== Extract provided ==
..........

The skylight helps reduce the store’s reliance on artificial in-store lighting, especially in Scotland’s summer, when sunlight approaches 24 hours a day. And the five windmills on the roof also do their bit to reduce the store’s carbon footprint. The area surrounding Tesco Wick is very flat and high winds sweep straight in from the North Atlantic, rotating the turbines and feeding into the store’s electrical grid almost non-stop.
James Dorling, Tesco’s project manager for environmental stores, is careful not to exaggerate the combined effect of windmills and solar panels. “Those two technologies are still very early,” he says, “but we want to keep our foot in both of those areas. Right now I’d say they account for less than 10 percent of the total energy requirement in the store.”
Inside, in place of the normal steel skeleton, massive timber beams and joists support the roof. Even the overhead signage has been fashioned from wood, painted in Tesco’s usual departmental blue, red or green.
Tesco proudly tells its shoppers why it has chosen to build a shop from timber. Signs around the store ask, “Why use a wooden frame?” Just inside the entrance, there’s a café with information on each of its walls explaining why a store of this kind is important and how it works.
Because of Wick’s remote location, the store has a larger warehouse than is typical in a medium-sized Tesco store. (The closest distribution center is three to four hours south.) The larger storeroom means merchandise replenishment needs take place only every other day, further saving on fuel and allowing Tesco to make a green virtue of logistical necessity.
The project took 18 weeks from the time timber was unloaded from the boat and the retailer admits it cost more than a comparable metal-based store to build. But Tesco is committed to the experiment and hopes volume purchases and value-engineering will modulate some of those costs. Two more wooden branches are planned for 2007 and Vasishta says he’ll be back combing the woods of Finland for other suppliers.

..........

== Collected data ==
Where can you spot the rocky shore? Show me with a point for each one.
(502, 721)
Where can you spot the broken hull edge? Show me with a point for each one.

..........

== Written exercise ==
Copy out the passage about the Tesco store in Wick word for word, from its first sentence to its last.

== Final answer ==
The skylight helps reduce the store’s reliance on artificial in-store lighting, especially in Scotland’s summer, when sunlight approaches 24 hours a day. And the five windmills on the roof also do their bit to reduce the store’s carbon footprint. The area surrounding Tesco Wick is very flat and high winds sweep straight in from the North Atlantic, rotating the turbines and feeding into the store’s electrical grid almost non-stop.
James Dorling, Tesco’s project manager for environmental stores, is careful not to exaggerate the combined effect of windmills and solar panels. “Those two technologies are still very early,” he says, “but we want to keep our foot in both of those areas. Right now I’d say they account for less than 10 percent of the total energy requirement in the store.”
Inside, in place of the normal steel skeleton, massive timber beams and joists support the roof. Even the overhead signage has been fashioned from wood, painted in Tesco’s usual departmental blue, red or green.
Tesco proudly tells its shoppers why it has chosen to build a shop from timber. Signs around the store ask, “Why use a wooden frame?” Just inside the entrance, there’s a café with information on each of its walls explaining why a store of this kind is important and how it works.
Because of Wick’s remote location, the store has a larger warehouse than is typical in a medium-sized Tesco store. (The closest distribution center is three to four hours south.) The larger storeroom means merchandise replenishment needs take place only every other day, further saving on fuel and allowing Tesco to make a green virtue of logistical necessity.
The project took 18 weeks from the time timber was unloaded from the boat and the retailer admits it cost more than a comparable metal-based store to build. But Tesco is committed to the experiment and hopes volume purchases and value-engineering will modulate some of those costs. Two more wooden branches are planned for 2007 and Vasishta says he’ll be back combing the woods of Finland for other suppliers.